▶ Challenge a
Filter the listing below down to every line containing the string "black", and copy those lines.

▶ Excerpt
(begin)
This would seem like straightforward incoherence. However, the way to resolve the apparent contradiction is to realise that the typical Tory Brexiteer regards their own vision of Britain as a concrete historical fact, whereas “Europe” is a mere theoretical abstraction that no one would fight for when real difficulties turn up.

The fact that their notion of “Britain” is…. oh, you know.

41

Faustusnotes 03.20.17 at 12:09 pm

Djr I wouldn’t waste my time addressing that point of dipper’s – it’s just a long winded way of sneering at scots as welfare bludgers, a typical little englander position that depends for its potency on ignoring the subsidies English farmers and collapsing English rural towns get. Meanwhile, having sneered at the scots for being a pack of dole bludgers, dipper complains that they are “racist” against the English (who are not a race). This is the manner and level of intellectual engagement of your typical brexiter, though fuller uses the odd fancy word and no doubt thinks him or herself to be quite an advanced thinker.

I guess this is why these idiots won the referendum – remainers tried reasoning with them, while farage lied and showed them photos of Syrians.

42

casmilus 03.20.17 at 12:29 pm

@19

If you still want to play at being a “great power”, you’ll need those Scottish submarine bases.

I don’t believe the English majority want Scotland to go, though I can easily believe they’d be happy to see Ireland reunited, as long as it was done according to some vaguely democratic process. We may be seeing the start of that now.

43

Dipper 03.20.17 at 12:44 pm

@ djr and Layman.

The Scottish electorate are free to choose however they want. However the SNP have no other purpose than broadly speaking to advance the interests of the people of Scotland. It should come as no surprise that the 90% of people who don’t live in Scotland don’t want the SNP in charge of the country’s finances in any way. I don’t even see why that’s in any way up for debate.

@ Layman.

Well that’s the problem with referenda, particularly one like the EU referendum. Both are true.

And to conflate wanting border controls with not liking Foreigners is just playground nonsense. For the record Layman, are you in favour of having no immigration controls at all and allowing all the worlds 7 billion people to come to the UK and set up home if they so wish, or are you in favour of keeping bloody foreigners out?

44

casmilus 03.20.17 at 12:50 pm

The true reason why there was a last-minute swing against Labour in 2015 is that Ed Miliband stood next to a giant replica of Stanley Kubrick’s original version of the Monolith from “2001:A Space Odyssey” and said… whatever it was. No one remembers. What everyone remembers is the realisation that anyone who could do that clearly spent too much time uncritically nodding at every suggestion made by American advisers, and thus could not be trusted to keep the UK out of President Clinton’s 2018 invasion of Iran.

45

casmilus 03.20.17 at 1:54 pm

@43

“The Scottish electorate are free to choose however they want. However the SNP have no other purpose than broadly speaking to advance the interests of the people of Scotland.”

Much like the Tory Party is only concerned with selected regions of southern England.

46

casmilus 03.20.17 at 1:55 pm

Can we be clear: will you be opposed to any deal between a minority Tory administration and the Ulster Unionists? That’s been a likely outcome of UK elections for the past 40 years, much more than Lab/SNP.

47

Matthew Heath 03.20.17 at 1:55 pm

What everyone remembers is the realisation that anyone who could do that clearly spent too much time uncritically nodding at every suggestion made by American advisers, and thus could not be trusted to keep the UK out of President Clinton’s 2018 invasion of Iran.
(end)
▶ Challenge b
Proceed with the Brexit comment thread above, continuing it from the point where it stops.

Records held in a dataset
(begin)
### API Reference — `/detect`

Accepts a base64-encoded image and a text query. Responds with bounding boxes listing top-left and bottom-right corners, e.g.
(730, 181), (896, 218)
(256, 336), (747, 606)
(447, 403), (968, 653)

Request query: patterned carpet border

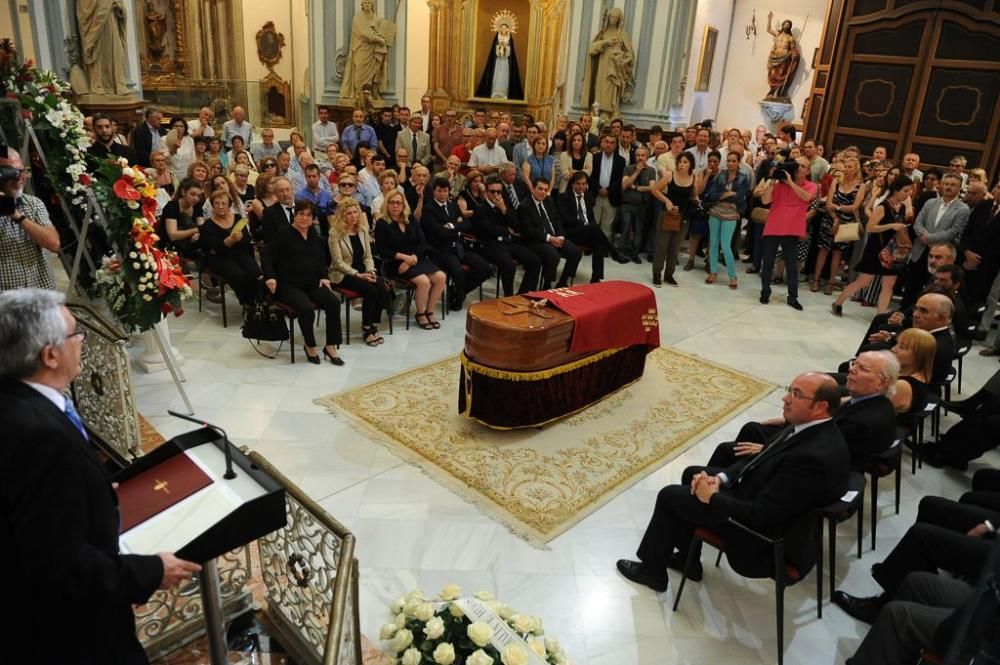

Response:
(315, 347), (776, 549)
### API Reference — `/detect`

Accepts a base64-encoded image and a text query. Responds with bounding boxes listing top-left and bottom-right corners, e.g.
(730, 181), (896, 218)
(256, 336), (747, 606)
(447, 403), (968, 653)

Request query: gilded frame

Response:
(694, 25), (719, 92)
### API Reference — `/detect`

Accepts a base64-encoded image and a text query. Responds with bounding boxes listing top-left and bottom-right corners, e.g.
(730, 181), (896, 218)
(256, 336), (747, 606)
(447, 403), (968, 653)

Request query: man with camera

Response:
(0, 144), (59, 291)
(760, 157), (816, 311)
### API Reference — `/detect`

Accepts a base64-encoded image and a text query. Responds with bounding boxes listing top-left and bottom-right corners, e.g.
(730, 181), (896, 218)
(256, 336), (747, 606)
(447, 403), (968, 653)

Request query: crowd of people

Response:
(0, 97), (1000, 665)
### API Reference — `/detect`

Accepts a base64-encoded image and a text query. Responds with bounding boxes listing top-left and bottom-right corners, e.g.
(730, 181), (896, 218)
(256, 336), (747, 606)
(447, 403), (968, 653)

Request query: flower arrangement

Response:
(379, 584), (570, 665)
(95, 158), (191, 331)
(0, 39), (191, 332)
(end)
(begin)
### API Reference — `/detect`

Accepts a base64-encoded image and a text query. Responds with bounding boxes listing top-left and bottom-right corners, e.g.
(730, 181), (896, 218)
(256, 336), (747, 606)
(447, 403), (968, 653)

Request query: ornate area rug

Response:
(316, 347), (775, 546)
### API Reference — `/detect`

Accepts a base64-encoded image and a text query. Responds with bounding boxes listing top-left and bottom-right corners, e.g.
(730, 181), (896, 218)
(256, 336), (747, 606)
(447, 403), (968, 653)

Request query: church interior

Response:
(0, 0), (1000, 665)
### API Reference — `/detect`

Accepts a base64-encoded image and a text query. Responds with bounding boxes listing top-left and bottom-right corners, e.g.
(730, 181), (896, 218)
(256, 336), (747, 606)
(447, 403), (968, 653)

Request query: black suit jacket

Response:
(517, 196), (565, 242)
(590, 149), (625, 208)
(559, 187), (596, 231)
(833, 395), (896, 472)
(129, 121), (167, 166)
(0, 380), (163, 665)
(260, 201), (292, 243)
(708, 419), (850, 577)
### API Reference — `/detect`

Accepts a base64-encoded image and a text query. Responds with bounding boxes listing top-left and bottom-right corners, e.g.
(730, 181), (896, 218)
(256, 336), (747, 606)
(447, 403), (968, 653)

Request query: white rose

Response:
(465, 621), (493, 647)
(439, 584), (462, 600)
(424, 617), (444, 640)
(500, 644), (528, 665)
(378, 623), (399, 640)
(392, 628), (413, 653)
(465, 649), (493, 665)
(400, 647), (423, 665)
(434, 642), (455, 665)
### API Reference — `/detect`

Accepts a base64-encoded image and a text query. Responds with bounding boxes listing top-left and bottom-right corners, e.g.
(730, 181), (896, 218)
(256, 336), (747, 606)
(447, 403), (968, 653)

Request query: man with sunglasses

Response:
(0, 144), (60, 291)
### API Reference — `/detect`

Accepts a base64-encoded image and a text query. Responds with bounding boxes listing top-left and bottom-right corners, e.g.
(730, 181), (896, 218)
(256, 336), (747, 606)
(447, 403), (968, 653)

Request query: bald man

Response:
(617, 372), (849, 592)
(end)
(begin)
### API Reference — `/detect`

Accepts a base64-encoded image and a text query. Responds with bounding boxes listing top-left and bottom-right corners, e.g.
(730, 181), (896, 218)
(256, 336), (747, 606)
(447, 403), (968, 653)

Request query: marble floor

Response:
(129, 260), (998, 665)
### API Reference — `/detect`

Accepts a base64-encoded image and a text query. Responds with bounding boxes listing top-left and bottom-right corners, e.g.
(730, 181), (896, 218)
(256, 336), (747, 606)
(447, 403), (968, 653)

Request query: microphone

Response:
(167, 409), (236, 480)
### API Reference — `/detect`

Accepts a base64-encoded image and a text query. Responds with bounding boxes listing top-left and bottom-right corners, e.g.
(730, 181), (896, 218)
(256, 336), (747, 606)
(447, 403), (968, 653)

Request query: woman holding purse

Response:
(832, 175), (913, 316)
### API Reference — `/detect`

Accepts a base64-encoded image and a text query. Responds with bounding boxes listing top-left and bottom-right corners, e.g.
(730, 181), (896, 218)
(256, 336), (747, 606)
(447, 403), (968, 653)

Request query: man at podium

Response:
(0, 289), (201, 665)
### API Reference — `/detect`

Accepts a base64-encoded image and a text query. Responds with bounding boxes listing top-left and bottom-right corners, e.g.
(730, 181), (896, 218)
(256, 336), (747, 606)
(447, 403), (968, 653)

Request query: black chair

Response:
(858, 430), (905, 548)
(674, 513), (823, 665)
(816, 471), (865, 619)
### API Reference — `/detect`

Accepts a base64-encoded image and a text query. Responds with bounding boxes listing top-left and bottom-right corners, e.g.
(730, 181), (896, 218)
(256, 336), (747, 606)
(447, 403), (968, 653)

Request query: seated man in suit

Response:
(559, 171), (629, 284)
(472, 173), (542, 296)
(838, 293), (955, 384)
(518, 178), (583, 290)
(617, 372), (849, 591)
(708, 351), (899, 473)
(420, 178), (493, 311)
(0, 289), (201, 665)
(end)
▶ Final answer a
Request query: black suit jacket
Request query: black chair

▶ Final answer b
The number of people who thought anything more specific than “he looks a bit of a dick with that stone” wouldn’t have swung a single seat.

48

Layman 03.20.17 at 3:55 pm

dipper: “And to conflate wanting border controls with not liking Foreigners is just playground nonsense.”

The playground nonsense is pretending that there are / were no border controls with EU membership. As a frequent non-EU visitor to the U.K. and other EU member states, I assure you that there are in fact border controls. And it’s nonsense to pretend that free movement of EU people within the EU means anything at all about 8 billion non-EU people – in fact, if I may, that is the sort of lie with which the Brexit vote was sold. People who say such things should ask themselves whether they believe that nonsense, or whether they claim it while not actually believing.

49

Dipper 03.20.17 at 4:34 pm

Layman – a country of 60 million has no border controls on 500 million people. I’m not sure why people think it is progressive politics to say someone should have a right to work and live here just because they are Bulgarian when someone as smart, talented, and good-natured as your self should have to jump through bureaucratic hurdles.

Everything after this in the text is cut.